Task material -
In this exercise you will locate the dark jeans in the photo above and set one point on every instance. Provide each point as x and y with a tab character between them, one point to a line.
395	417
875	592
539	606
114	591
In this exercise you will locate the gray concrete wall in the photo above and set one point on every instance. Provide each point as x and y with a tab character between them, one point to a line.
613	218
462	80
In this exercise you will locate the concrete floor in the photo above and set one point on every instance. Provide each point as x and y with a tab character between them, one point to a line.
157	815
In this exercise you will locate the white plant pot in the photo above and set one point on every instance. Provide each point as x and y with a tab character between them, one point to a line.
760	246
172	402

---

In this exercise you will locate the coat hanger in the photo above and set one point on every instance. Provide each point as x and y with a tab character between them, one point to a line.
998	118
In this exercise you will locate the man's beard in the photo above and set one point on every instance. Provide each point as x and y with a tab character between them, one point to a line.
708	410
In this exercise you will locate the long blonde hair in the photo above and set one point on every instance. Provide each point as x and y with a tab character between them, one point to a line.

Your assignment - From the records above, give again exactly the lines running from the line with "In this exercise you will locate the man's" to the line with "In this exercise you will locate the long", inclusive.

The answer -
In this exercise you will locate the man's beard in the photo above and set one point on every instance. Provide each point as x and y with a tab character between them, one point to a line.
708	410
In this exercise you will locate the long blonde hair in the photo above and set one point on every instance. Provide each point as x and y with a tab character between them, one point to a line.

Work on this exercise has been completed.